▶ **Prompt**
Each of the following records is to be output exactly.

▶ **Provided records**
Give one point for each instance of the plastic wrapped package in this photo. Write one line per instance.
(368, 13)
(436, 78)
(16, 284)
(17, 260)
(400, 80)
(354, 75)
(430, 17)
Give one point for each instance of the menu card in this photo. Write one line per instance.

▶ **Result**
Give one point for each instance of the plastic wrapped package in this photo. Write one line per instance.
(368, 13)
(436, 78)
(16, 284)
(17, 260)
(400, 80)
(354, 75)
(430, 17)
Give one point for each instance of the menu card in this photo. Write one line per instance.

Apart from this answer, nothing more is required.